Document extract:
Chronic obstructive pulmonary disease, or COPD, is so named because these disease processes trap air in the lungs. These pulmonary diseases range from emphysema to asthma and chronic bronchitis. Each disease traps air in the lings by a different mechanism, but air trapping is common to them all.
In emphysema, the lungs loose their elasticity such that they become like an over blown balloon that doesn’t snap back into its original shape. These overly large air sacks can become quite large and crowd out the more normal airways. This is why surgery is sometimes very effective in relieving some of the symptoms associated with emphysema.
In asthma, the small and medium size airways constrict, which produces trapped air in the lungs. The airways of the asthmatic are often overly sensitive to temperature changes and allergens. Drugs such as beta-2-adrenergic agonists and corticosteroids are most commonly used to relax constricted airways and reduce or prevent inflammation.
In chronic bronchitis, the larger bronchial airways are often infected and inflamed, which triggers the production of excess secretions. As these larger airways become blocked with excess secretions, this traps air within the lungs. This is often treated with antibiotics, beta-2-adrenergic agonist drugs and postural drainage in order to assist the lungs in removing excess secretions that build-up and block the airways in chronic bronchitis.

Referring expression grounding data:
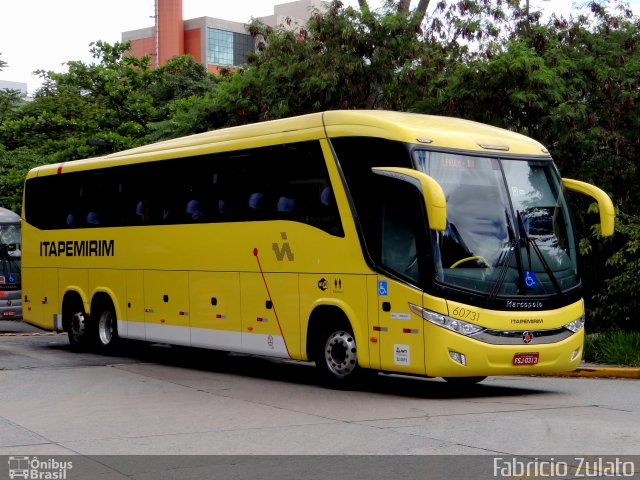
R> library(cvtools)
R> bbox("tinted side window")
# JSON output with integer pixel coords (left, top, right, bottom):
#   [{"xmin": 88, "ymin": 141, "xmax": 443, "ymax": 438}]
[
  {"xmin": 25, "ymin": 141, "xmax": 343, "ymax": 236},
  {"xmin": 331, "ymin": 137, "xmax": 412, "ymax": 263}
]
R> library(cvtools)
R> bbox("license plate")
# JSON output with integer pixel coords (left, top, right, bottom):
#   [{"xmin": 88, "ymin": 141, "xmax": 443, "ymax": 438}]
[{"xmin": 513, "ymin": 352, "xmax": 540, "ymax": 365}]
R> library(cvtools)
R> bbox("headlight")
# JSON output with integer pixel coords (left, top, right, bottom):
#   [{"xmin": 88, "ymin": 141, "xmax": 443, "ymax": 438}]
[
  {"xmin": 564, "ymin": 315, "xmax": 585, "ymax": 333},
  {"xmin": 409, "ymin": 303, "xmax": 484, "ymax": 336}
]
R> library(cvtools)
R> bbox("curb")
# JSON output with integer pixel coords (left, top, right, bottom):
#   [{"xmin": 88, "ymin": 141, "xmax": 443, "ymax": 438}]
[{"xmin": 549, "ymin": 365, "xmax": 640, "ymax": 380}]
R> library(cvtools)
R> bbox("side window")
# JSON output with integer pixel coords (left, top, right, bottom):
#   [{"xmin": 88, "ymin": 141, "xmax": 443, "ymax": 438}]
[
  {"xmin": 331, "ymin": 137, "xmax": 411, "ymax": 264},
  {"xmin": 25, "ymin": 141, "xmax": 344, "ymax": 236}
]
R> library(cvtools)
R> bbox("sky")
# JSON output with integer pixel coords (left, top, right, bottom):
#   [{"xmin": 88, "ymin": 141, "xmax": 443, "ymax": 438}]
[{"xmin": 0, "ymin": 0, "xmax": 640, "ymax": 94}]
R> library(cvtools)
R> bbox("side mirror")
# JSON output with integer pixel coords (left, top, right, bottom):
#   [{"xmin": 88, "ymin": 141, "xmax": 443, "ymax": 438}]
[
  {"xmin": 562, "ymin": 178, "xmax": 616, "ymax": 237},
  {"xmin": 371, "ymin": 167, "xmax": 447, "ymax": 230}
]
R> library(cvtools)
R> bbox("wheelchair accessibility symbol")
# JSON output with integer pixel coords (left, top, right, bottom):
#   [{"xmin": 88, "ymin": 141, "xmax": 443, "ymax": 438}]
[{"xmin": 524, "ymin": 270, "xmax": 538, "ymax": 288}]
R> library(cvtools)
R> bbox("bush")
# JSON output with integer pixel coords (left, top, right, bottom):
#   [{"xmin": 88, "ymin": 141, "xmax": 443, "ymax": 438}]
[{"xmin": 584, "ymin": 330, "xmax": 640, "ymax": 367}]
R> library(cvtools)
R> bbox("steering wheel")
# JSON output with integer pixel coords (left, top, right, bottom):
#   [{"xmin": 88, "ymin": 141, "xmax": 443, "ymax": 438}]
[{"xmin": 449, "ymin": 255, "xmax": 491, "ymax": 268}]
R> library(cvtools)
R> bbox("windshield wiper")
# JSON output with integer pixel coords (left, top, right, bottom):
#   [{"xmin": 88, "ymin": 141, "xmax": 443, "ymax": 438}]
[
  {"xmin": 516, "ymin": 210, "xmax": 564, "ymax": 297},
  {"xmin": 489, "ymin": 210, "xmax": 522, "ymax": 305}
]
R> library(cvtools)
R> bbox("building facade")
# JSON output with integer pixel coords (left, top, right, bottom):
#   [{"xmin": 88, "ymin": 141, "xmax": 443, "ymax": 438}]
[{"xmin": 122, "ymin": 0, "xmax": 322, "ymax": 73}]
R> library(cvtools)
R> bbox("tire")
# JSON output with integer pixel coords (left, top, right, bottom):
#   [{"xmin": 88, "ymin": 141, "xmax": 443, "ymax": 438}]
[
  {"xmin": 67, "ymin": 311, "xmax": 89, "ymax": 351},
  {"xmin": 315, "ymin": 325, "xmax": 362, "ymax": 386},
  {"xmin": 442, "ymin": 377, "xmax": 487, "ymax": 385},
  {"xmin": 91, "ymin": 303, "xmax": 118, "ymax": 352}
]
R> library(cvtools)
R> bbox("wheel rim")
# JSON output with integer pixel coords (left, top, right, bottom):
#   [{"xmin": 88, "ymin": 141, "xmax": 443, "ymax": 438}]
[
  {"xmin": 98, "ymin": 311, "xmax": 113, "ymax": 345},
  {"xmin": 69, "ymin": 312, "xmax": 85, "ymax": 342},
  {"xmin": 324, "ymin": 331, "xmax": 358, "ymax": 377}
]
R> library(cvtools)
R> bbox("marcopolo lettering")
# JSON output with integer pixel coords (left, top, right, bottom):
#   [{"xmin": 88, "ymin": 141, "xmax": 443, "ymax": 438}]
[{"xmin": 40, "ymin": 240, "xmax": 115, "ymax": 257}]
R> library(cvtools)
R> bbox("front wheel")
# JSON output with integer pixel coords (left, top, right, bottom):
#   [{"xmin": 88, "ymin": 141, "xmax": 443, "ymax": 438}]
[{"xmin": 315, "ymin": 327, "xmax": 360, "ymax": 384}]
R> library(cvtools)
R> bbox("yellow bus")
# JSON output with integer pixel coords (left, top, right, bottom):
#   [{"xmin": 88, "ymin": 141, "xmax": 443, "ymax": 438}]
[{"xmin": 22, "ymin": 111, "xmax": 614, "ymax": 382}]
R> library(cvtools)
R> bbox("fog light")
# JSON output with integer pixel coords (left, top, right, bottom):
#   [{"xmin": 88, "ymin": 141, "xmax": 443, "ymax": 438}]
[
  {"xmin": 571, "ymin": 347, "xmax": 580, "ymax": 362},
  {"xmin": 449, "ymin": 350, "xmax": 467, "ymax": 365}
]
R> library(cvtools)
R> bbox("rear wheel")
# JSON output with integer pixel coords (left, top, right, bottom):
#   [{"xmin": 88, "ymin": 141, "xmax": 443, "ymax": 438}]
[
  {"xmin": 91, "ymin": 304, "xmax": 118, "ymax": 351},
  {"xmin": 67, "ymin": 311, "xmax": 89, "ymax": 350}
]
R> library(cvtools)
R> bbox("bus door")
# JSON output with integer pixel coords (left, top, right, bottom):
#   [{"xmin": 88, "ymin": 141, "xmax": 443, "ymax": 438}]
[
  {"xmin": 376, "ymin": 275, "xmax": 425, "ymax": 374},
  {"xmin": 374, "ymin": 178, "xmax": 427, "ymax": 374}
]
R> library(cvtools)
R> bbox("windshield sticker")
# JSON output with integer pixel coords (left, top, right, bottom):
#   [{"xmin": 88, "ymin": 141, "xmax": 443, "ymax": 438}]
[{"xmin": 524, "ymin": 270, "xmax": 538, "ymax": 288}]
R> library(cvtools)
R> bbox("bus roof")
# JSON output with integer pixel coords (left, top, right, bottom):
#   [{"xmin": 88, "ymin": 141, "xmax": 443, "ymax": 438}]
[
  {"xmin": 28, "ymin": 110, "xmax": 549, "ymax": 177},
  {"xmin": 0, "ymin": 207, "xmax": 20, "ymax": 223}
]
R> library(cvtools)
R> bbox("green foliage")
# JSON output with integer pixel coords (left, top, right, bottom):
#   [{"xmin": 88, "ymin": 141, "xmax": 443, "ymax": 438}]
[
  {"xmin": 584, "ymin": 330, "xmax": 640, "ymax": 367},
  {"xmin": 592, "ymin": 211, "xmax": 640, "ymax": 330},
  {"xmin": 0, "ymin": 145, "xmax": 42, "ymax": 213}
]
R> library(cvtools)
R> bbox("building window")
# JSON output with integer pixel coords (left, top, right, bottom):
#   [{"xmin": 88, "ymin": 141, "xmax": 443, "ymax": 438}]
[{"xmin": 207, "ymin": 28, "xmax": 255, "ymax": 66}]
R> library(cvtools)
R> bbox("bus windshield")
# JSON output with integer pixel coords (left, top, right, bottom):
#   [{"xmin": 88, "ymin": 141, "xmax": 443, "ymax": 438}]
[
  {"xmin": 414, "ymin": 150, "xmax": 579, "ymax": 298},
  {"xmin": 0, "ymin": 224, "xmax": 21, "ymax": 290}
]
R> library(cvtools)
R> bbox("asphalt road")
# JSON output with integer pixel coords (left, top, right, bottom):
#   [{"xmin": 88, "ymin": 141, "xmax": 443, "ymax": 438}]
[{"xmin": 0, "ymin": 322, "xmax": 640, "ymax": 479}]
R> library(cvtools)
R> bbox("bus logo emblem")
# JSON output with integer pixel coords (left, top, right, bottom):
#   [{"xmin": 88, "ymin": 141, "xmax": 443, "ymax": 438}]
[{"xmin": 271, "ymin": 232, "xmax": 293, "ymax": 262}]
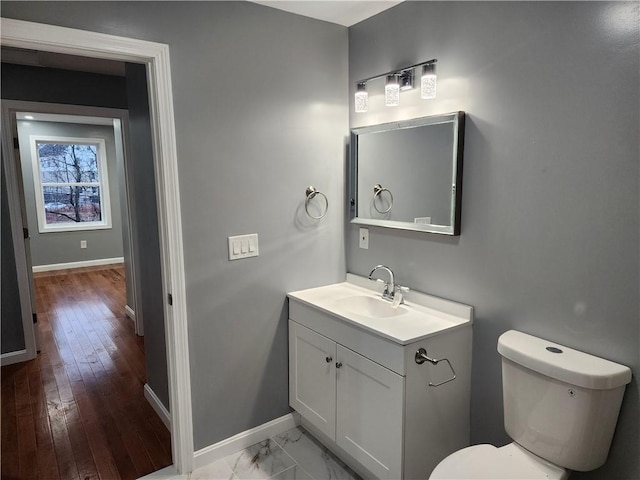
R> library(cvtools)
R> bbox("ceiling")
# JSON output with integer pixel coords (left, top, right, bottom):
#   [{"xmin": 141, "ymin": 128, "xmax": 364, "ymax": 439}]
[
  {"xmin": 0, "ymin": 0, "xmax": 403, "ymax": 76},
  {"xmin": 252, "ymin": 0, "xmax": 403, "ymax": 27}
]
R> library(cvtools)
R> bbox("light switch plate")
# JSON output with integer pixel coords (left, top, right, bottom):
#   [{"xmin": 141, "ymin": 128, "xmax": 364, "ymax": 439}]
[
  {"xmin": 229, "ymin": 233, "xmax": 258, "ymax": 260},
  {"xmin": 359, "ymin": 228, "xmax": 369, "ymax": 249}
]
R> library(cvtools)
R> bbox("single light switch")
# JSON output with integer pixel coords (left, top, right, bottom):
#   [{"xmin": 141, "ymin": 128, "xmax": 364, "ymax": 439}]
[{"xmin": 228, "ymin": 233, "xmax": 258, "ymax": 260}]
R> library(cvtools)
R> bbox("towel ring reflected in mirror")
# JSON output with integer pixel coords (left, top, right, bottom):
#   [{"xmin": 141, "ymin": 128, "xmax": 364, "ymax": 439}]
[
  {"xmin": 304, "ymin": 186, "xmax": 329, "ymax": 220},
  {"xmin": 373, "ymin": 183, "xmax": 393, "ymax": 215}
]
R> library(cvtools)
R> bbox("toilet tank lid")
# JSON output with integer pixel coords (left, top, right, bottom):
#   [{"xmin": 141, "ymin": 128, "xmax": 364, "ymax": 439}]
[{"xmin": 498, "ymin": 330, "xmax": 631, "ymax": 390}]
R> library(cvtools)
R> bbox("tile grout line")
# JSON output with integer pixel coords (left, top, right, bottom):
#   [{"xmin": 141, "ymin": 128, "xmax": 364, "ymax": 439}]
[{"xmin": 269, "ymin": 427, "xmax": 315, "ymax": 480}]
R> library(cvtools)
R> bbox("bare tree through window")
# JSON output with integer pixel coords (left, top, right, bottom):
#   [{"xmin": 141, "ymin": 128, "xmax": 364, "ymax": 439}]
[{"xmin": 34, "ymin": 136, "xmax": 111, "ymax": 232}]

What this exercise asks:
a: Rewrite the stretch of the COPD passage from "In emphysema, the" through "or prevent inflammation.", replacing "airways" with "air passages".
b: According to the COPD passage, which drugs are most commonly used to relax constricted airways and reduce or prevent inflammation in asthma?
c: Why does the COPD passage say surgery is sometimes very effective in relieving some symptoms of emphysema?
Work only from the passage on chronic obstructive pulmonary disease.

Results in order:
a:
In emphysema, the lungs loose their elasticity such that they become like an over blown balloon that doesn’t snap back into its original shape. These overly large air sacks can become quite large and crowd out the more normal air passages. This is why surgery is sometimes very effective in relieving some of the symptoms associated with emphysema.
In asthma, the small and medium size air passages constrict, which produces trapped air in the lungs. The air passages of the asthmatic are often overly sensitive to temperature changes and allergens. Drugs such as beta-2-adrenergic agonists and corticosteroids are most commonly used to relax constricted air passages and reduce or prevent inflammation.

b: Beta-2-adrenergic agonists and corticosteroids.

c: In emphysema the lungs lose their elasticity, and the air sacs become overly large and crowd out the more normal airways. That crowding is why surgery can sometimes relieve some of the symptoms.